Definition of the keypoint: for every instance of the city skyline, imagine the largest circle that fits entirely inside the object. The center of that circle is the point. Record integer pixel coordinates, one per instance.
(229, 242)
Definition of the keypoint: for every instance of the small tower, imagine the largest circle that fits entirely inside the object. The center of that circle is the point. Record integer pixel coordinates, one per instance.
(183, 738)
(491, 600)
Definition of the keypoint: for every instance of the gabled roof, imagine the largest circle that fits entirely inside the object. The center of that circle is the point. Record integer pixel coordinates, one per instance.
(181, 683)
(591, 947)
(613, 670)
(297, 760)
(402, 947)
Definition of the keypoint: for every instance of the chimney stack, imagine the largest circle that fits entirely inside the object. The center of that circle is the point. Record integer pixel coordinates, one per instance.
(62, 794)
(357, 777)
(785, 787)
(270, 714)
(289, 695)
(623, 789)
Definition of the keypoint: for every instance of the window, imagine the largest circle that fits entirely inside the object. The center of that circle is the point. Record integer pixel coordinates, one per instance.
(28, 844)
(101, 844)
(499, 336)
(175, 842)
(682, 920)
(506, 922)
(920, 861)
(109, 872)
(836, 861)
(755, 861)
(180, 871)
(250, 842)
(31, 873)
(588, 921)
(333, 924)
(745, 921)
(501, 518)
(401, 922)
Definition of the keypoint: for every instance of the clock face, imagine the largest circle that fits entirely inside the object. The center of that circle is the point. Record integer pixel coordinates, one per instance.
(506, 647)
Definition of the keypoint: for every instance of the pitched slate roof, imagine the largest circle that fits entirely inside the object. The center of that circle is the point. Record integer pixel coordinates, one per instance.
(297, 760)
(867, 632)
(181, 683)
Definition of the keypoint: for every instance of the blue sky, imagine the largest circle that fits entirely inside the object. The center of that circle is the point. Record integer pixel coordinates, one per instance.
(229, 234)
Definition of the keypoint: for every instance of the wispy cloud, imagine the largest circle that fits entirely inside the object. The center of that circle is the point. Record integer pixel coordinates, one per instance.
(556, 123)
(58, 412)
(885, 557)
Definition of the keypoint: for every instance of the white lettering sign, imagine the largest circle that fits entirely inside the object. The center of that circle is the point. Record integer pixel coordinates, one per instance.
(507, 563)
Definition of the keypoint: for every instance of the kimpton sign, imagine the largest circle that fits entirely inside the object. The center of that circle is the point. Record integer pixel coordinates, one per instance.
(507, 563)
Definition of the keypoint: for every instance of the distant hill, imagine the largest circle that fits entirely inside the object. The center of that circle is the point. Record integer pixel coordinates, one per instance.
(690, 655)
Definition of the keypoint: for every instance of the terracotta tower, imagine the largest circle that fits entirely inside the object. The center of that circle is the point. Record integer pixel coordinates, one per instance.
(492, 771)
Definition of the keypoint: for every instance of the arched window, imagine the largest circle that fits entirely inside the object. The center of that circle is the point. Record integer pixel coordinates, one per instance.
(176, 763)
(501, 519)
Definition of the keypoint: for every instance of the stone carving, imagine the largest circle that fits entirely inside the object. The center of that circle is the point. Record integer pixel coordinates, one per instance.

=-=-=

Directions for this task:
Write out all of the rows above again, word for word and in their original order.

Response for this exercise:
Definition of the keypoint: for every instance of the city skyline, imagine the largest circle that fits entirely inside the object. The center of that circle is the point. Record integer pixel coordinates, one per instance.
(229, 242)
Definition of the keypoint: for every instance of the small tower, imagine the largest circle that fits entirely inside the object. The center of that circle is the point. Record integer pixel coordinates, one per instance.
(183, 738)
(491, 600)
Definition of the keypoint: for every instance of the gabled roof, imagine the largest circle that fits entirely inside the object. The center of that circle is the point. Record integer pixel coordinates, one per instance.
(181, 683)
(591, 947)
(613, 670)
(297, 760)
(402, 947)
Definition of the keypoint: for every instance of the chimney stack, imagine the largest circle that fits entirely inside the object. The center of that circle is the point. Record integer pixel coordinates, one per instance.
(62, 794)
(357, 777)
(785, 787)
(270, 714)
(289, 695)
(623, 789)
Definition of the keypoint: for every instance of the window, imagine the largest circle that fits entirely inside the object. The center of that circle is the point. Record integer pixel coordinates, one per instance.
(28, 844)
(101, 844)
(499, 336)
(175, 842)
(682, 920)
(506, 922)
(920, 861)
(109, 872)
(836, 861)
(755, 861)
(180, 871)
(250, 842)
(31, 873)
(588, 921)
(333, 924)
(745, 921)
(501, 518)
(401, 922)
Definition of the keypoint: for every instance of the clock face, imagine the largest circle that fits entirely inside the object. The center of that circle is the point. Record integer pixel coordinates, one per instance.
(506, 647)
Definition of the keypoint: for every instance of the pitched slate roof, imagine the largest circle that fits entirely inside the object. The center of that circle is the point. Record integer pixel coordinates, one per instance.
(297, 760)
(867, 632)
(181, 683)
Definition of the keypoint: for every instance of the blue sky, imagine the largest circle that fits entirely inside the object. The center of that circle is the point. Record integer pixel coordinates, one per instance.
(229, 234)
Definition of the keypoint: for every instance of the wispy cloud, imagine the largest circle that fits entirely inside the object. The center of that circle is the point. Record integer pixel coordinates, one per instance.
(556, 123)
(58, 412)
(885, 557)
Definition of the keypoint: for every instance of the white lettering sign, imagine the largest circle that fits entirely inside the object. The center of that circle is the point. Record integer pixel coordinates, one per instance.
(507, 563)
Definition of the keypoint: for every instance of the kimpton sign, imagine the largest circle that fits entirely inside the object. The center of that circle is the point. Record integer pixel coordinates, one per instance.
(507, 563)
Definition of the keypoint: for every instance of the distant hill, imagine the largest circle that fits entirely inside the object. The center of that circle is the point. Record integer pixel coordinates, one per instance.
(690, 655)
Definition of the keypoint: for every instance of the terracotta tower, imagine the largest circle that fits entirely inside the object. The center of that circle is the point. Record integer pixel coordinates, one per instance.
(492, 771)
Definition of the keypoint: for every instance of the arched window, imagine the largest circle that fits entirely inside the object. The center of that circle is the point. Record integer pixel coordinates, one per instance.
(176, 763)
(501, 519)
Definition of the keypoint: for every instance of the stone carving, imagine the largest circle that fits entirely inside the object. The center of that circle is the point. Record integer pixel coordinates, one per instance.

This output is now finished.